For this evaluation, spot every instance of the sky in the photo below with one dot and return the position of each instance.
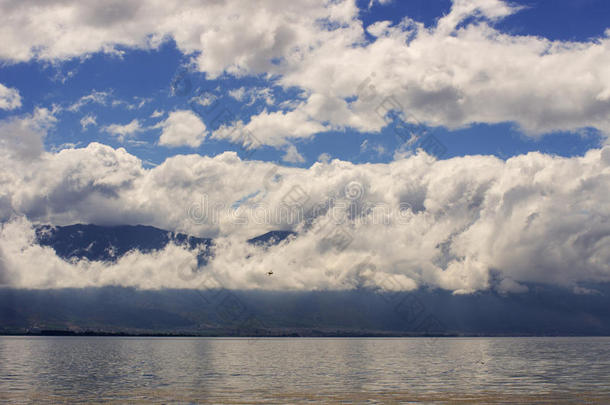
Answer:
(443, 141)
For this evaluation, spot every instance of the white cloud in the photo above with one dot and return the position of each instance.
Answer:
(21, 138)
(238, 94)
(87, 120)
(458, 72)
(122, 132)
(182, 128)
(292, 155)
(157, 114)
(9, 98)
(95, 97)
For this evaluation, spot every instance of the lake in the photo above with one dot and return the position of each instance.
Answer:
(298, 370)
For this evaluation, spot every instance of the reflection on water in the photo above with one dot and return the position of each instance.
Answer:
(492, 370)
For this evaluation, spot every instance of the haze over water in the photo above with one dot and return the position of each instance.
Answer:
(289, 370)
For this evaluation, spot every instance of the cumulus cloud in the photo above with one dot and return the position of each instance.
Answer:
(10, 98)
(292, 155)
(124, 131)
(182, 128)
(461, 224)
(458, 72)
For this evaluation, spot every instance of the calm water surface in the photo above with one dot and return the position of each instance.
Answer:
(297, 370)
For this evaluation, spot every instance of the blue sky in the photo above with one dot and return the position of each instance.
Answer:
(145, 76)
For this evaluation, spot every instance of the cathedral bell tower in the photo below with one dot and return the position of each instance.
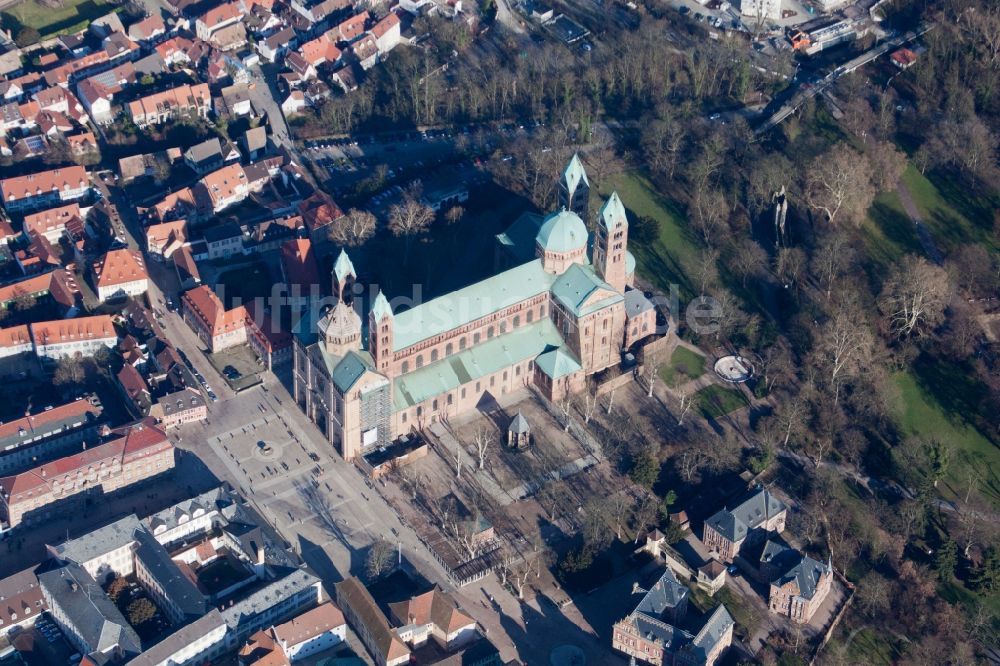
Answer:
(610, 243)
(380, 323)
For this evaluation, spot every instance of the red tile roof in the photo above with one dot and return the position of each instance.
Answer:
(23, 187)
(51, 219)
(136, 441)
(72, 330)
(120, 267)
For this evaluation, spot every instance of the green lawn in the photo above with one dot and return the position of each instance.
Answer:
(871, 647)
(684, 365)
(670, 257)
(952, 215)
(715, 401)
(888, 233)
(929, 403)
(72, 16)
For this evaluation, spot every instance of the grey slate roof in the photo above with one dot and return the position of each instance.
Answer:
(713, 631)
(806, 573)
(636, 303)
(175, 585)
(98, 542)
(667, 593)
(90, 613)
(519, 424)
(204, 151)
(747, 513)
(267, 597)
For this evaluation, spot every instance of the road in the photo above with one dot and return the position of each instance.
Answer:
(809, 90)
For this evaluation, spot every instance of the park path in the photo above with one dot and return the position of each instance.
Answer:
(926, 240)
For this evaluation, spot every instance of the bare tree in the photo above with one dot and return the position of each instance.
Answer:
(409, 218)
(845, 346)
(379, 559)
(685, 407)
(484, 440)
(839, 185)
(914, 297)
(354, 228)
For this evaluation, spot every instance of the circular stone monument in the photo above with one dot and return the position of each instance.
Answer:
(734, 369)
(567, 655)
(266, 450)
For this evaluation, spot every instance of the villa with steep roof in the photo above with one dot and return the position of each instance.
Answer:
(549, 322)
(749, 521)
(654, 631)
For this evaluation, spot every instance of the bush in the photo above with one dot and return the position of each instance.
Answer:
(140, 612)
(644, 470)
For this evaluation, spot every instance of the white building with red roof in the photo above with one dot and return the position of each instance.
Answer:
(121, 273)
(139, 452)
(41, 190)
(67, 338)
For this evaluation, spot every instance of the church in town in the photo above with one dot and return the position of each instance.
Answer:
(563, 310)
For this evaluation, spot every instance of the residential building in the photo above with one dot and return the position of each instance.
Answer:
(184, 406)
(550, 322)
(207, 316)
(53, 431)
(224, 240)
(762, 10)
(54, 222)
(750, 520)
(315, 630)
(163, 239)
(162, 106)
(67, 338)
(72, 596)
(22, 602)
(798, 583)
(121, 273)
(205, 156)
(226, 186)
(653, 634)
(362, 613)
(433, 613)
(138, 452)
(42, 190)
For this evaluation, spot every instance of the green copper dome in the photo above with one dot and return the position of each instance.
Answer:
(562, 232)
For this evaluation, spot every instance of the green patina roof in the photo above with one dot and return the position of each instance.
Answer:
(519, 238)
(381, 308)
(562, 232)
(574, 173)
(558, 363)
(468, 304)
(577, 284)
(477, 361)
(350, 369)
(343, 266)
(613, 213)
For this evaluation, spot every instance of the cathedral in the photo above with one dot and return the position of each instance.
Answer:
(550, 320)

++++++++

▶ Problem details: Recast the lines of the items, from the line containing "For this evaluation, spot every instance of the green copper" through the final line of the items, as a JSON list of strings, with one string per line and any blank lines omitted.

▶ Worked solution:
[
  "For this evaluation, spot every instance of the green copper dome in the photo above with one dot and return the position of each instance.",
  "Answer:",
  "(562, 232)",
  "For this evaluation, spot every instance of the green patina roof in the photo above with one dot and return the position of each instance.",
  "Answer:",
  "(519, 238)",
  "(381, 308)",
  "(562, 232)",
  "(574, 173)",
  "(558, 363)",
  "(468, 304)",
  "(577, 284)",
  "(477, 361)",
  "(350, 369)",
  "(343, 266)",
  "(613, 213)",
  "For this evaluation, spot every instance of the cathedral in the photo above with one dot and return the position of each instance.",
  "Answer:",
  "(550, 320)"
]